*** Recorded information Section Begins ***
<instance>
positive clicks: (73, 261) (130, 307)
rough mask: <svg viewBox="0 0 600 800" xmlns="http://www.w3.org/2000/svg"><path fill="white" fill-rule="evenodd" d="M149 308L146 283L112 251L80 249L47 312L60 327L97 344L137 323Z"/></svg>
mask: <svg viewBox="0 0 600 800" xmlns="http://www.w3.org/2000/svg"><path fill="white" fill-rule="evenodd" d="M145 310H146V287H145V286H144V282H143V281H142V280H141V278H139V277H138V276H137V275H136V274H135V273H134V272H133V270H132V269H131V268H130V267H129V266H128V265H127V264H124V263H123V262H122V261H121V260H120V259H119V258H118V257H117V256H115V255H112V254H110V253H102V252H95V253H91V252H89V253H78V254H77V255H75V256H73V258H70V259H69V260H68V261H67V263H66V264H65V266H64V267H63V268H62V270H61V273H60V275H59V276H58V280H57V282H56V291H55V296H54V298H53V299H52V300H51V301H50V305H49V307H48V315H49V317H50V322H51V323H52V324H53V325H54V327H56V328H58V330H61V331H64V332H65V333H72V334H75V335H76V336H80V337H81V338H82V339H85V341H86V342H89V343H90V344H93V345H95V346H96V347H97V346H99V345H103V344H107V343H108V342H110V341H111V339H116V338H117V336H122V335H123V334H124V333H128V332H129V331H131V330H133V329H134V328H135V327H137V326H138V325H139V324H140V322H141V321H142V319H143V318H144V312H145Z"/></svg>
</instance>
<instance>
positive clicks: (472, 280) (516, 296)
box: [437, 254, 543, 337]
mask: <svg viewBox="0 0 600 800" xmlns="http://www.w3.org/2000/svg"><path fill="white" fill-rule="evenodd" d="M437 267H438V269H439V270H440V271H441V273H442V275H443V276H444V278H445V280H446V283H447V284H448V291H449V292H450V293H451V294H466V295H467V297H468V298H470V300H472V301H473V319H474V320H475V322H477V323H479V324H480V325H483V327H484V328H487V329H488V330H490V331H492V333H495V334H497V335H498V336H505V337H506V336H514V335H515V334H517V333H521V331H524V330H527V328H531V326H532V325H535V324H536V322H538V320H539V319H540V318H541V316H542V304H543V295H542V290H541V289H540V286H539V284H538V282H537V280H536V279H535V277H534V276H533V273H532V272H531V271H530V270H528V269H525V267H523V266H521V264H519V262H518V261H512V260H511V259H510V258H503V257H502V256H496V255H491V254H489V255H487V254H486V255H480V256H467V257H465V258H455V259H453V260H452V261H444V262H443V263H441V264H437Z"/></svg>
*** Recorded information Section Ends ***
**Task prompt**
Your reply must contain exactly the lines from the first line of the data through the line holding "positive clicks: (472, 280) (516, 296)", and nothing more.

**Your response**
<instance>
positive clicks: (73, 261) (130, 307)
rough mask: <svg viewBox="0 0 600 800" xmlns="http://www.w3.org/2000/svg"><path fill="white" fill-rule="evenodd" d="M149 308L146 283L112 251L80 249L47 312L60 327L97 344L137 323Z"/></svg>
mask: <svg viewBox="0 0 600 800" xmlns="http://www.w3.org/2000/svg"><path fill="white" fill-rule="evenodd" d="M145 310H146V287H145V286H144V282H143V281H142V280H141V278H139V277H138V276H137V275H136V274H135V273H134V272H133V270H132V269H131V268H130V267H129V266H128V265H127V264H124V263H123V262H122V261H121V260H120V259H119V258H118V257H117V256H115V255H112V254H110V253H102V252H95V253H91V252H89V253H78V254H77V255H75V256H73V258H70V259H69V260H68V261H67V263H66V264H65V266H64V267H63V268H62V270H61V273H60V275H59V276H58V280H57V282H56V291H55V296H54V298H53V299H52V300H51V301H50V305H49V307H48V315H49V317H50V322H51V323H52V324H53V325H54V327H56V328H58V330H61V331H64V332H65V333H72V334H75V335H76V336H80V337H81V338H82V339H85V341H86V342H89V343H90V344H93V345H95V346H96V347H97V346H99V345H103V344H107V343H108V342H110V341H111V339H116V338H117V336H122V335H123V334H124V333H128V332H129V331H131V330H133V329H134V328H135V327H137V326H138V325H139V324H140V322H141V321H142V319H143V318H144V312H145Z"/></svg>
</instance>
<instance>
positive clicks: (472, 280) (516, 296)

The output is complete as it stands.